__Exercise__
Reproduce the listing that follows word for word, without its pictures.

---------------

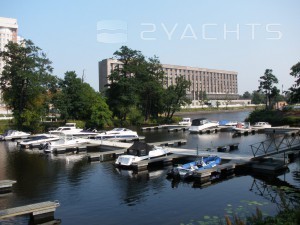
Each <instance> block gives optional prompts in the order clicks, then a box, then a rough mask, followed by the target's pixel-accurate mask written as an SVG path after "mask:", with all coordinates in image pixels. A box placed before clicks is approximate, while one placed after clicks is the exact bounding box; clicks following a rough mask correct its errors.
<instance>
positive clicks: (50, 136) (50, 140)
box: [18, 133, 59, 148]
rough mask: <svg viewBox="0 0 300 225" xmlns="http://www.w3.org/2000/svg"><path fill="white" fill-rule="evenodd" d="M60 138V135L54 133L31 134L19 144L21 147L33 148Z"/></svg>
mask: <svg viewBox="0 0 300 225" xmlns="http://www.w3.org/2000/svg"><path fill="white" fill-rule="evenodd" d="M57 140H59V136H58V135H54V134H45V133H44V134H36V135H32V136H30V137H29V138H28V139H26V140H24V141H21V142H19V143H18V145H19V146H20V147H21V148H33V147H39V146H40V145H41V144H45V143H46V142H51V141H57Z"/></svg>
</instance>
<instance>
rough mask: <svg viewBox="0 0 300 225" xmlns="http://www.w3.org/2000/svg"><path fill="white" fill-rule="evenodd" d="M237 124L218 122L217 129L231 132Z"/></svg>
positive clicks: (223, 122)
mask: <svg viewBox="0 0 300 225" xmlns="http://www.w3.org/2000/svg"><path fill="white" fill-rule="evenodd" d="M237 124H238V122H237V121H229V120H220V121H219V126H218V127H219V128H222V129H225V130H232V129H233V128H234V127H236V125H237Z"/></svg>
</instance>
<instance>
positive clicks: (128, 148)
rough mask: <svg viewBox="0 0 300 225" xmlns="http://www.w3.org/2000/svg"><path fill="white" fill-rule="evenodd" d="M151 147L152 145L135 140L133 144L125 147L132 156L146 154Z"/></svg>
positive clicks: (142, 154)
mask: <svg viewBox="0 0 300 225" xmlns="http://www.w3.org/2000/svg"><path fill="white" fill-rule="evenodd" d="M153 148H154V146H153V145H149V144H147V143H145V142H142V141H135V142H134V143H133V145H131V146H130V147H129V148H128V149H127V154H128V155H134V156H146V155H148V154H149V151H151V150H152V149H153Z"/></svg>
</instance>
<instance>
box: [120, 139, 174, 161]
mask: <svg viewBox="0 0 300 225" xmlns="http://www.w3.org/2000/svg"><path fill="white" fill-rule="evenodd" d="M168 153H170V151H169V150H168V149H165V148H164V147H159V146H154V145H149V144H147V143H145V142H140V141H135V142H134V143H133V145H132V146H130V147H129V148H128V149H127V152H126V154H125V155H121V156H119V157H118V158H117V160H116V162H115V165H116V166H123V167H130V166H132V164H133V163H135V162H139V161H141V160H145V159H151V158H155V157H160V156H164V155H167V154H168Z"/></svg>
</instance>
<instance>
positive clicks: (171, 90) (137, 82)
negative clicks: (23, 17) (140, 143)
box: [0, 40, 190, 132]
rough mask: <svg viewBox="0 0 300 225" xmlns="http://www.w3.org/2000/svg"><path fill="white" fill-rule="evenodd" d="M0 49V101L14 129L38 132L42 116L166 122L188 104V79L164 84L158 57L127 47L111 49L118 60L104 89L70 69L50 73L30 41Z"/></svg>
mask: <svg viewBox="0 0 300 225" xmlns="http://www.w3.org/2000/svg"><path fill="white" fill-rule="evenodd" d="M5 48H6V50H5V51H2V52H0V57H2V59H3V61H4V63H5V66H4V69H3V72H2V74H1V77H0V87H1V95H2V100H3V101H4V103H5V104H6V105H7V106H8V108H9V109H10V110H11V111H12V113H13V117H14V124H15V126H16V127H17V128H18V129H22V130H29V131H32V132H38V131H39V129H40V128H41V127H40V121H41V118H43V117H45V116H47V115H49V114H59V115H60V119H62V120H65V121H67V120H82V121H84V122H85V126H86V127H95V128H103V127H106V126H111V125H113V121H114V119H116V120H119V121H120V122H121V124H123V123H125V122H126V121H127V120H128V119H129V120H130V122H131V123H140V122H143V121H148V120H149V119H154V120H155V119H158V118H159V117H160V118H164V119H165V120H171V119H172V117H173V115H174V113H175V112H176V111H178V110H180V107H181V106H182V105H183V104H187V103H189V100H188V99H187V98H186V89H187V88H188V87H189V86H190V83H189V82H188V81H186V80H185V79H183V77H178V78H177V80H176V84H175V85H173V86H169V87H167V88H164V86H163V78H164V76H163V75H164V73H163V70H162V66H161V64H160V61H159V59H158V58H157V57H156V56H154V57H152V58H146V57H145V56H143V55H142V53H141V52H140V51H136V50H132V49H130V48H128V47H126V46H123V47H121V48H120V50H118V51H116V52H115V53H114V56H115V57H116V58H117V59H118V60H119V61H121V62H122V63H123V66H122V67H116V68H114V69H113V71H112V74H111V76H110V78H109V79H110V84H109V87H108V88H107V90H106V91H105V92H104V93H100V92H97V91H95V90H94V89H93V88H92V87H91V86H90V85H89V84H88V83H86V82H84V80H83V78H80V77H78V76H77V74H76V73H75V71H67V72H66V73H65V74H64V78H63V79H61V78H58V77H57V76H55V75H53V74H52V73H53V68H52V66H51V64H52V62H51V61H50V60H49V59H48V58H47V56H46V54H45V53H43V52H42V50H41V49H40V48H39V47H37V46H35V45H34V43H33V42H32V41H30V40H24V42H23V43H22V44H17V43H13V42H9V43H8V44H7V45H6V47H5Z"/></svg>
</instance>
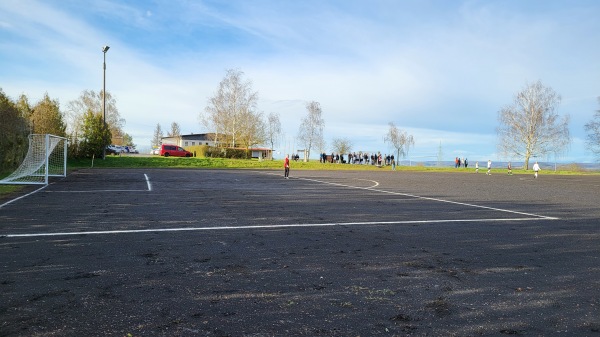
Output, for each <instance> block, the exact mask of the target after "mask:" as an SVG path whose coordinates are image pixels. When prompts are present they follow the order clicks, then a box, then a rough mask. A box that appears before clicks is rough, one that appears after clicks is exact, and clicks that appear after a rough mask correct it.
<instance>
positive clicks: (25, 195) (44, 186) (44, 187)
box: [0, 185, 48, 208]
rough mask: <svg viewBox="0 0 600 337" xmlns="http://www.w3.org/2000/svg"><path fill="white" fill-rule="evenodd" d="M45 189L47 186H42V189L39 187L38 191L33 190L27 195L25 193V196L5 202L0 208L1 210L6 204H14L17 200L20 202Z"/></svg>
mask: <svg viewBox="0 0 600 337" xmlns="http://www.w3.org/2000/svg"><path fill="white" fill-rule="evenodd" d="M46 187H48V185H44V186H43V187H40V188H38V189H37V190H35V191H32V192H29V193H27V194H25V195H22V196H20V197H18V198H14V199H12V200H9V201H7V202H5V203H3V204H2V205H0V208H2V207H4V206H6V205H8V204H12V203H13V202H15V201H17V200H21V199H23V198H26V197H28V196H30V195H32V194H34V193H37V192H39V191H41V190H43V189H44V188H46Z"/></svg>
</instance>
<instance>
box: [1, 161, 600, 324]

---------------

__Answer section__
Each <instance> block gives optional prompts in the order clicks, then a box, then a rough mask, followed by the target's pixel-accurate mask written as an SVG path after "mask:", with all coordinates in image pixels. A box placed before clicks is approximate, while one placed after clicks is the exact bounding box; clicks following a rough mask correct its errors.
<instance>
positive clicks: (50, 136) (50, 140)
box: [18, 133, 59, 148]
rough mask: <svg viewBox="0 0 300 225" xmlns="http://www.w3.org/2000/svg"><path fill="white" fill-rule="evenodd" d="M60 138V135L54 133L31 134L19 144L21 147L33 148Z"/></svg>
mask: <svg viewBox="0 0 300 225" xmlns="http://www.w3.org/2000/svg"><path fill="white" fill-rule="evenodd" d="M57 140H59V136H58V135H54V134H45V133H44V134H36V135H32V136H30V137H29V138H28V139H26V140H24V141H21V142H19V143H18V145H19V146H20V147H21V148H33V147H39V146H40V145H41V144H45V143H46V142H51V141H57Z"/></svg>
</instance>
<instance>
rough mask: <svg viewBox="0 0 300 225" xmlns="http://www.w3.org/2000/svg"><path fill="white" fill-rule="evenodd" d="M237 124L218 122L217 129L231 132Z"/></svg>
positive clicks: (223, 122)
mask: <svg viewBox="0 0 300 225" xmlns="http://www.w3.org/2000/svg"><path fill="white" fill-rule="evenodd" d="M237 124H238V122H237V121H229V120H220V121H219V126H218V127H219V128H222V129H225V130H232V129H233V128H234V127H236V125H237Z"/></svg>
</instance>
<instance>
positive clicks: (128, 148)
rough mask: <svg viewBox="0 0 300 225" xmlns="http://www.w3.org/2000/svg"><path fill="white" fill-rule="evenodd" d="M151 147L152 145L135 140L133 144L125 147L132 156L146 154Z"/></svg>
positive clicks: (142, 154)
mask: <svg viewBox="0 0 300 225" xmlns="http://www.w3.org/2000/svg"><path fill="white" fill-rule="evenodd" d="M153 148H154V146H153V145H149V144H147V143H145V142H142V141H135V142H134V143H133V145H131V146H130V147H129V148H128V149H127V154H128V155H134V156H146V155H148V154H149V151H151V150H152V149H153Z"/></svg>
</instance>
<instance>
box: [120, 139, 174, 161]
mask: <svg viewBox="0 0 300 225" xmlns="http://www.w3.org/2000/svg"><path fill="white" fill-rule="evenodd" d="M168 153H170V151H169V150H168V149H165V148H164V147H159V146H154V145H149V144H147V143H145V142H140V141H135V142H134V143H133V145H132V146H130V147H129V148H128V149H127V152H126V154H125V155H121V156H119V157H118V158H117V160H116V162H115V165H116V166H123V167H130V166H132V164H133V163H135V162H139V161H141V160H145V159H151V158H155V157H160V156H164V155H167V154H168Z"/></svg>
</instance>
<instance>
positive clicks: (171, 90) (137, 82)
negative clicks: (23, 17) (140, 143)
box: [0, 40, 190, 132]
rough mask: <svg viewBox="0 0 300 225" xmlns="http://www.w3.org/2000/svg"><path fill="white" fill-rule="evenodd" d="M0 49V101L14 129L38 132L42 116L166 122L188 104V79L164 84L158 57L127 47L111 49L118 60L104 89L70 69L50 73L30 41Z"/></svg>
mask: <svg viewBox="0 0 300 225" xmlns="http://www.w3.org/2000/svg"><path fill="white" fill-rule="evenodd" d="M5 48H6V50H5V51H2V52H0V57H2V59H3V61H4V63H5V66H4V69H3V72H2V74H1V77H0V87H1V95H2V100H3V101H4V103H5V104H6V105H7V106H8V108H9V109H10V110H11V111H12V113H13V117H14V124H15V126H16V127H17V128H18V129H22V130H29V131H32V132H38V131H39V129H40V128H41V127H40V121H41V118H43V117H45V116H47V115H49V114H59V115H60V119H62V120H65V121H67V120H82V121H84V122H85V126H86V127H95V128H103V127H106V126H111V125H113V121H114V119H116V120H119V121H120V122H121V124H123V123H125V122H126V121H127V120H128V119H129V120H130V122H131V123H140V122H143V121H148V120H149V119H154V120H155V119H158V118H159V117H160V118H164V119H165V120H171V119H172V117H173V115H174V113H175V112H176V111H178V110H180V107H181V106H182V105H183V104H187V103H189V100H188V99H187V98H186V89H187V88H188V87H189V86H190V83H189V82H188V81H186V80H185V79H183V77H178V78H177V80H176V84H175V85H173V86H169V87H167V88H164V86H163V78H164V76H163V75H164V73H163V70H162V66H161V64H160V61H159V59H158V58H157V57H156V56H154V57H152V58H146V57H145V56H143V55H142V53H141V52H140V51H136V50H132V49H130V48H128V47H126V46H123V47H121V48H120V50H118V51H116V52H115V53H114V56H115V57H116V58H117V59H118V60H119V61H121V62H122V63H123V66H122V67H116V68H114V69H113V71H112V74H111V76H110V78H109V79H110V84H109V87H108V88H107V90H106V91H105V92H104V93H100V92H97V91H95V90H94V89H93V88H92V87H91V86H90V85H89V84H88V83H86V82H84V80H83V78H80V77H78V76H77V74H76V73H75V71H67V72H66V73H65V74H64V78H63V79H61V78H58V77H57V76H55V75H53V74H52V73H53V68H52V66H51V64H52V62H51V61H50V60H49V59H48V58H47V56H46V54H45V53H43V52H42V50H41V49H40V48H39V47H37V46H35V45H34V43H33V42H32V41H30V40H24V42H23V43H22V44H17V43H13V42H9V43H8V44H7V45H6V47H5Z"/></svg>
</instance>
Output, for each <instance> block, the exact mask of the target after "mask:" as an SVG path whose coordinates are image pixels. When prompts are present they follow the order clicks, then a box, then a rough mask. A box that appears before clicks is rough, one that appears after clicks is exact, and clicks that appear after a rough mask correct it.
<instance>
positive clicks: (25, 195) (44, 186) (44, 187)
box: [0, 185, 48, 208]
rough mask: <svg viewBox="0 0 600 337" xmlns="http://www.w3.org/2000/svg"><path fill="white" fill-rule="evenodd" d="M45 189L47 186H42V189L39 187L38 191L33 190L27 195L25 193V196L5 202L0 208L1 210L6 204H14L17 200L20 202Z"/></svg>
mask: <svg viewBox="0 0 600 337" xmlns="http://www.w3.org/2000/svg"><path fill="white" fill-rule="evenodd" d="M46 187H48V185H44V186H43V187H40V188H38V189H37V190H35V191H32V192H29V193H27V194H25V195H22V196H20V197H18V198H14V199H12V200H9V201H7V202H5V203H3V204H2V205H0V208H2V207H4V206H6V205H8V204H12V203H13V202H15V201H17V200H21V199H23V198H26V197H28V196H30V195H32V194H34V193H37V192H39V191H41V190H43V189H44V188H46Z"/></svg>
</instance>
<instance>
box: [1, 161, 600, 324]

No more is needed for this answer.